Report each line of the data below that contains the string "target". Matching is case-sensitive.
***** DATA RECORDS *****
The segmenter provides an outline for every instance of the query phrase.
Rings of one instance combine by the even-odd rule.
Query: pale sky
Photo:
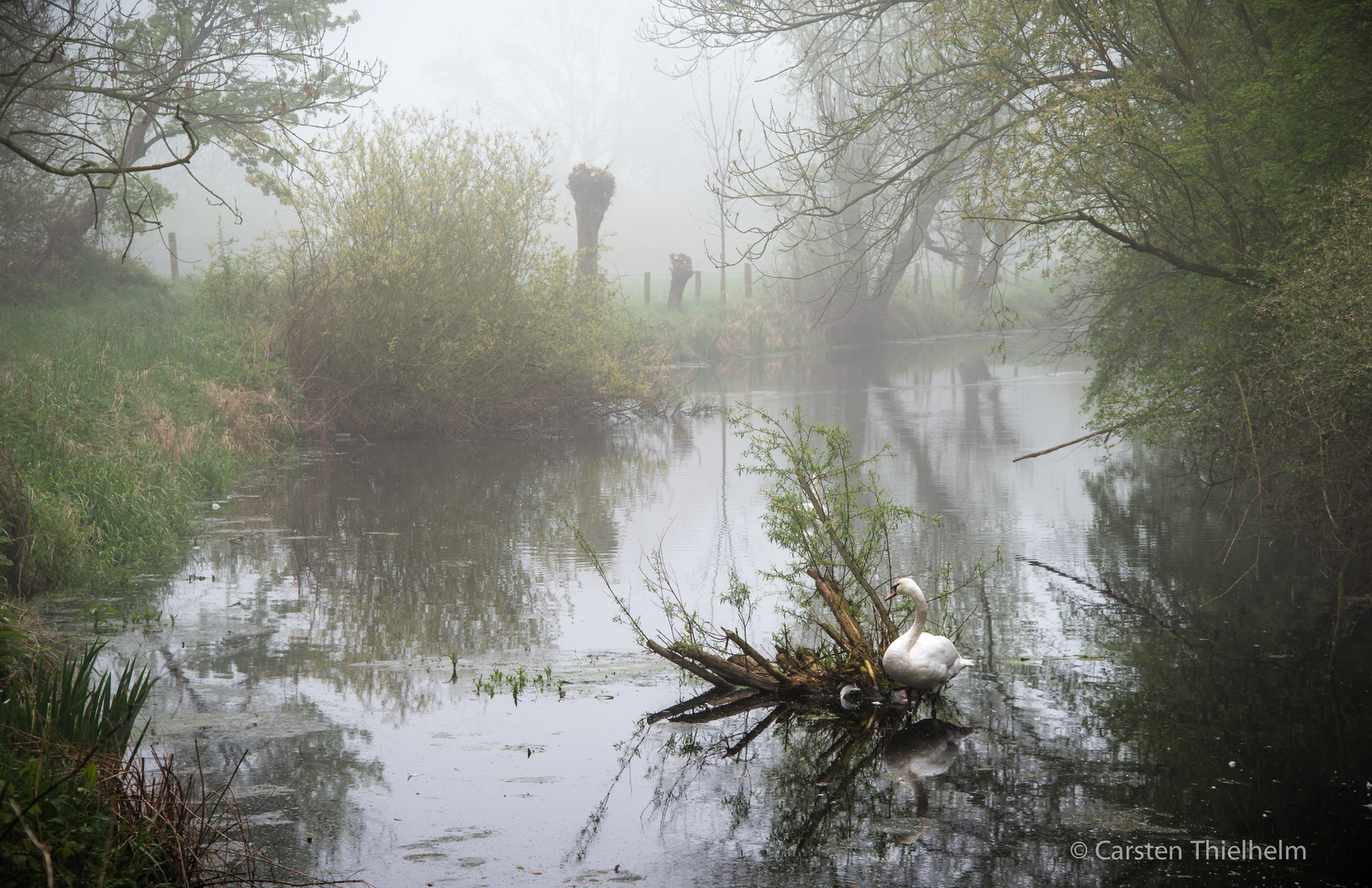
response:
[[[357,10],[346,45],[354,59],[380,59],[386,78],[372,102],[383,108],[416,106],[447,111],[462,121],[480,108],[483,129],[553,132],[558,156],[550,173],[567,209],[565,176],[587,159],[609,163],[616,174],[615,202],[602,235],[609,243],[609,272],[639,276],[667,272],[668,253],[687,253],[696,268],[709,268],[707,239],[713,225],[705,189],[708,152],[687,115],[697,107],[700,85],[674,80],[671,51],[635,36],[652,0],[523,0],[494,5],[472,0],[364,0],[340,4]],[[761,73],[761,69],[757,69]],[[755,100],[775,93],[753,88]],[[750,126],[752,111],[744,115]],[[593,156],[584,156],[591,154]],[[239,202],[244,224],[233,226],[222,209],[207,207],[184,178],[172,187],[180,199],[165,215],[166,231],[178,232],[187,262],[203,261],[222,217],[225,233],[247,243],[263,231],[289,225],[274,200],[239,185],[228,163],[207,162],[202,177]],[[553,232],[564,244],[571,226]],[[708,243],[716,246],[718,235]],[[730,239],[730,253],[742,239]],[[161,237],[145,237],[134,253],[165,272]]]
*****
***** DATA RECORDS *****
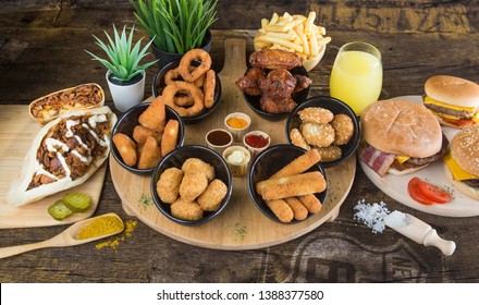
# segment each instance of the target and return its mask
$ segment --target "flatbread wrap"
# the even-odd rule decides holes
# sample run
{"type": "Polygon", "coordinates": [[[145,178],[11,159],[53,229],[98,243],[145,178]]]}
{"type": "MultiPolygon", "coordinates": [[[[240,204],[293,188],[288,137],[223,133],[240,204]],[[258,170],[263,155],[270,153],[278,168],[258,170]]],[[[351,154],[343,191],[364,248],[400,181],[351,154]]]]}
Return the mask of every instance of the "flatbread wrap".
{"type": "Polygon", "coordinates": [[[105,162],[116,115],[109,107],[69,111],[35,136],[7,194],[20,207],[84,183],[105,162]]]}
*****
***** DATA RECORDS *****
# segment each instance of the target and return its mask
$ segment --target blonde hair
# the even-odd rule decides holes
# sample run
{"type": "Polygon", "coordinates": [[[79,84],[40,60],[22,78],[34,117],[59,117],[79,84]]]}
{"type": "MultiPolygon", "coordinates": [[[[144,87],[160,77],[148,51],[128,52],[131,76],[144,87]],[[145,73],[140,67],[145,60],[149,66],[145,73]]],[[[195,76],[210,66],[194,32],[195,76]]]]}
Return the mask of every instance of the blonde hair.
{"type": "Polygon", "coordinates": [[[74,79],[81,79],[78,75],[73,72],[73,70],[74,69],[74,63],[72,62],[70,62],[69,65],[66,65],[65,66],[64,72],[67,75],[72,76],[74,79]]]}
*****
- _SOLUTION FOR THIS EXERCISE_:
# segment each instance of the target and return its mask
$ segment --target "flatbread wrap"
# segment each instance of the target and return its mask
$ segment --target blonde hair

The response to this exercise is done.